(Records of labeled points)
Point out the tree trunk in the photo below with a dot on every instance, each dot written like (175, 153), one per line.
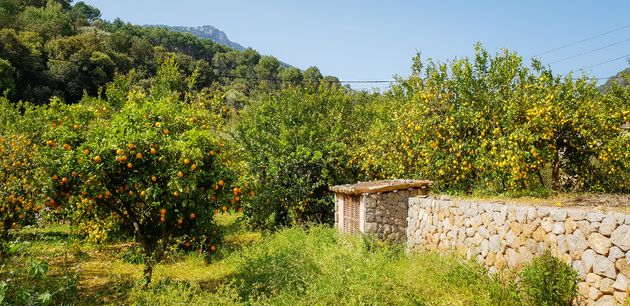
(555, 171)
(540, 178)
(148, 270)
(148, 254)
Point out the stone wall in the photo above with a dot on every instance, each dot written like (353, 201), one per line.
(386, 213)
(503, 236)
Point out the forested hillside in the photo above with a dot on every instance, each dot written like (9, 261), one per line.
(57, 48)
(204, 32)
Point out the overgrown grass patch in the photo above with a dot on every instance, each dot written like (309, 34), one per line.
(294, 266)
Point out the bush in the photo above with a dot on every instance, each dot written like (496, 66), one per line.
(549, 281)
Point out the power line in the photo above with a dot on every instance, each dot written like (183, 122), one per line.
(307, 81)
(589, 51)
(580, 41)
(340, 81)
(605, 62)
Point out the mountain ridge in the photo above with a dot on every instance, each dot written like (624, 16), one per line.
(204, 32)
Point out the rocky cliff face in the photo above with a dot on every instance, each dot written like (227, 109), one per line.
(205, 32)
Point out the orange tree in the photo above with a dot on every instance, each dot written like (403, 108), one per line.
(152, 160)
(20, 187)
(492, 124)
(295, 144)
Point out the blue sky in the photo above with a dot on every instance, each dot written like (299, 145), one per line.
(364, 40)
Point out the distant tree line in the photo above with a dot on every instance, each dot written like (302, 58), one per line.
(56, 48)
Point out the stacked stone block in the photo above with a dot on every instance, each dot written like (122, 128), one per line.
(501, 236)
(386, 213)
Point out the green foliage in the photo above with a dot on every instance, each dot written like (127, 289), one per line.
(549, 281)
(295, 144)
(317, 266)
(152, 163)
(65, 50)
(22, 181)
(491, 123)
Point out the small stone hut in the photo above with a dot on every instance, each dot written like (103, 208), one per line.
(377, 207)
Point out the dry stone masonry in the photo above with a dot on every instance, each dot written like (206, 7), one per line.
(386, 214)
(501, 236)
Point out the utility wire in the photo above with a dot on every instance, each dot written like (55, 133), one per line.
(339, 81)
(605, 62)
(589, 51)
(580, 41)
(307, 81)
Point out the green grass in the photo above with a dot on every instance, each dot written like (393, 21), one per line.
(295, 266)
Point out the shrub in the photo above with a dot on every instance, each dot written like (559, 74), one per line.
(549, 281)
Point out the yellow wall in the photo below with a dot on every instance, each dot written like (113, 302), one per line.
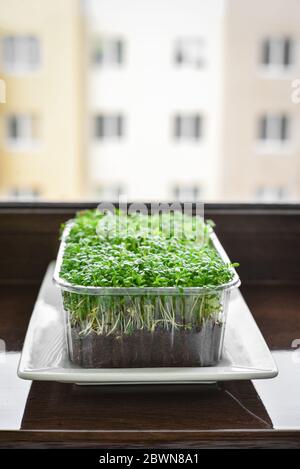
(53, 93)
(248, 94)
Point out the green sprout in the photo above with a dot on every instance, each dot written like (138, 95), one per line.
(115, 250)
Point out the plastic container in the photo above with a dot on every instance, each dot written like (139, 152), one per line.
(145, 327)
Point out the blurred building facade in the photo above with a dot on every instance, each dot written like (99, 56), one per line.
(152, 100)
(41, 121)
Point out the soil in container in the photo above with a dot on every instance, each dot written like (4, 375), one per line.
(140, 349)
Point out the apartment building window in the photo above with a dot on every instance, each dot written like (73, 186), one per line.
(109, 126)
(188, 127)
(277, 53)
(190, 52)
(187, 193)
(274, 128)
(108, 51)
(21, 54)
(110, 193)
(22, 130)
(271, 194)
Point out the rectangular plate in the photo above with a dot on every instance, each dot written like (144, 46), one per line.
(45, 355)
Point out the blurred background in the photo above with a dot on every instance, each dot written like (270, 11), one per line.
(190, 100)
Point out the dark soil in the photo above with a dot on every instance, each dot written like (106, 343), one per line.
(148, 349)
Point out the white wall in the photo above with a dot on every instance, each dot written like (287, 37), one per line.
(148, 89)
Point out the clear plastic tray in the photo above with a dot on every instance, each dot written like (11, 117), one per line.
(145, 327)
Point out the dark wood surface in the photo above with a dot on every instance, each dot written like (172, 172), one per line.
(230, 414)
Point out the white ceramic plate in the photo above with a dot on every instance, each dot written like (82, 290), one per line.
(45, 357)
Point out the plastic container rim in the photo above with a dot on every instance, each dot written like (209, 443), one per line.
(90, 290)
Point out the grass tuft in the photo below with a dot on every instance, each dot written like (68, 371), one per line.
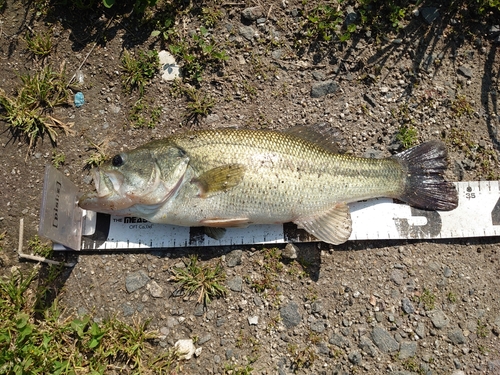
(205, 281)
(29, 112)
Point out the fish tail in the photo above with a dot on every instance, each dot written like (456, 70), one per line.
(425, 185)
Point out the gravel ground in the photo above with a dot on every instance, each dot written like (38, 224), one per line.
(397, 307)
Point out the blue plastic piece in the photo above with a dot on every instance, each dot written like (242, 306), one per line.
(79, 99)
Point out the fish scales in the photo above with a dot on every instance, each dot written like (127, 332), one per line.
(286, 177)
(229, 177)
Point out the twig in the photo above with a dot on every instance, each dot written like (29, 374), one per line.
(35, 257)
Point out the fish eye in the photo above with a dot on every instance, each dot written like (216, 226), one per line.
(117, 161)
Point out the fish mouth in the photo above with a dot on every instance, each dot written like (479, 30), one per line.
(106, 197)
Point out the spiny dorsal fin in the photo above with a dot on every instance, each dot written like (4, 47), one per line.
(319, 134)
(332, 226)
(219, 179)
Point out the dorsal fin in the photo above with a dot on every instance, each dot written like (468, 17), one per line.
(319, 134)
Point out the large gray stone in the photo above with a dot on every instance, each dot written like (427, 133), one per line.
(384, 340)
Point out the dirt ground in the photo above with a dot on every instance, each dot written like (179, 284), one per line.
(399, 307)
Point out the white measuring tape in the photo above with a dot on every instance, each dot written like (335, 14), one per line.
(477, 215)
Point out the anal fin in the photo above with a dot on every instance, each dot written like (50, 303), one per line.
(239, 222)
(332, 226)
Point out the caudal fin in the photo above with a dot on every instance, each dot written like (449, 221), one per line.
(425, 185)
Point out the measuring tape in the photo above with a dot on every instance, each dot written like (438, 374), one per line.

== Brief ==
Reproduce each entry precisely, dropping only the pictures.

== Solution for this exercise ==
Point out the tree trunk in the photo below with a dot on every instance, each dot written like (175, 153), one per line.
(555, 171)
(540, 178)
(148, 270)
(148, 254)
Point out the stone wall in the photo above with a dot on every instance, each dot written like (353, 201), one per line.
(386, 213)
(503, 236)
Point out the forested hillside in the photo above with a dot on every instance, each dot written like (9, 261), one per line.
(57, 48)
(204, 32)
Point out the overgrown grass patch in the photo above with a dot on every instance, each dot written like (309, 34), one per line.
(294, 266)
Point out the bush in the photo above with a dot on every instance, each dot written like (496, 66), one per line.
(549, 281)
Point out the power line in the photo above with a dot on every instance, each dot written like (183, 122), one per line.
(307, 81)
(589, 51)
(580, 41)
(340, 81)
(605, 62)
Point out the mountain ridge in the photo above with a dot on every instance, each dot written like (624, 16), one per line.
(204, 32)
Point out the rocky cliff face in the photo above with a dot on every instance, each dot written like (227, 109), one per line.
(205, 32)
Point out the orange tree in the photo above with a dot on every instance, each dot written like (403, 108), one per line.
(152, 160)
(20, 187)
(492, 124)
(295, 144)
Point out the blue sky in the photo above with a dot on every instance, each dot written like (299, 145), one per line.
(364, 40)
Point out the distant tree line in the photo above with a dot on every instance, each dot written like (302, 58), one per line.
(56, 48)
Point out the stacked stone block in the photo above with a dot on every instance, each dot written like (122, 128), one per line.
(501, 236)
(386, 213)
Point out the green foliage in the photo above with a dot on every instance, each dot written like (127, 289), one per line.
(549, 281)
(295, 144)
(317, 266)
(152, 163)
(65, 50)
(22, 181)
(491, 123)
Point out the small stone hut in the photo above with a dot on every instance, each dot written like (103, 208), one per line.
(377, 207)
Point out the dry stone masonry in the photo above with a dot on every instance, each dot written like (206, 7), one per line.
(386, 214)
(501, 236)
Point out the utility wire in the photo above with a dot on every instance, each dot written like (55, 133), one per line.
(339, 81)
(605, 62)
(589, 51)
(580, 41)
(307, 81)
Point out the green grass in the photo above with a dot on every instance, each dot written like (393, 21), one per line.
(295, 266)
Point out the shrub in the photo above with a dot on every instance, each dot written like (559, 74), one per line.
(549, 281)
Point out the yellow wall in the photo below with a dot on every instance, each dot written like (113, 302), one per line.
(53, 93)
(248, 94)
Point out the green sprout in the photo above with a dot on every instance, each dot written like (138, 95), one per line.
(115, 250)
Point out the plastic container in the photo above with a dot on every instance, each dot written like (139, 152), one per line.
(145, 327)
Point out the blurred building facade in the photo above with a dot on every instance, each dot written like (99, 56), one per line.
(152, 100)
(41, 121)
Point out the soil in container in the photo above with a dot on every instance, each dot written like (4, 375), one per line.
(140, 349)
Point out the apartment building window in the photo above with a dot on every instance, each dot written like (73, 186), one per line.
(109, 126)
(188, 127)
(277, 53)
(190, 52)
(187, 193)
(274, 128)
(108, 51)
(21, 54)
(110, 193)
(22, 130)
(271, 194)
Point out the rectangular plate in the photo above with a dot on every instance, each dot written like (144, 46), one per line.
(45, 355)
Point out the blurred background in the photo above with a dot on every instance, each dot written like (270, 11), one per line.
(190, 100)
Point out the dark soil in the photo above with a dot on every instance, each dot written like (106, 343), one per line.
(148, 349)
Point out the white wall in the photo above with a dot on every instance, each dot written like (287, 37), one per line.
(148, 89)
Point out the clear plastic tray in the photo above with a dot on every instance, each dot written like (11, 117), one per line.
(145, 327)
Point out the dark wood surface in the photo above with a dot on every instance, each dot written like (172, 172), one per line.
(230, 414)
Point out the white ceramic plate in the photo above with a dot on every instance, each dot written like (82, 290), one per line.
(45, 357)
Point out the plastic container rim in the photo above with a dot on every instance, each dot written like (209, 443), one per line.
(90, 290)
Point out the grass tuft in the photo below with a dot on every instance, each dot written like (68, 371), one per line.
(205, 281)
(29, 112)
Point out the fish tail in the photo above with a dot on every instance, each dot written like (456, 70), one per line.
(425, 185)
Point out the gravel ground in the photo above with a dot on every instance, each dot written like (38, 224), one per line.
(397, 307)
Point out the blue plastic piece in the photo above with a dot on every instance, each dot written like (242, 306), one per line.
(79, 99)
Point out the fish scales in the photo above with a dot on every instance, each dot written like (127, 332), one per line.
(286, 177)
(229, 177)
Point out the twig in the photo above with a dot on every instance, each dot written like (29, 374), one per line.
(35, 257)
Point out the fish eye in the photo above with a dot on every instance, each dot written like (216, 226), one per line.
(117, 161)
Point out the fish mouth in the photo above with a dot on every instance, each dot written like (479, 30), one per line.
(106, 197)
Point out the spiny dorsal fin in the photo above with a dot on every instance, each dot written like (4, 47), one per line.
(319, 134)
(332, 226)
(219, 179)
Point out the dorsal fin in the photo above with a dot on every instance, each dot written like (468, 17), one per line.
(319, 134)
Point out the large gray stone in the photo above with a dot on every instance, each dot written like (427, 133), one per line.
(384, 340)
Point out the dirt ground in the photo above with a dot on every instance, each dot written like (179, 284), one per line.
(399, 307)
Point out the white measuring tape in the photo above with a dot on every instance, each dot written like (335, 14), one per line.
(477, 215)
Point out the anal fin in the photo above with a dot on every instance, each dot written like (50, 303), one per line.
(239, 222)
(332, 226)
Point out the caudal fin in the photo above with a dot on every instance, each dot written like (449, 221), one per line.
(425, 185)
Point out the measuring tape in the photo above with a dot on every instance, each dot written like (438, 374), one per line.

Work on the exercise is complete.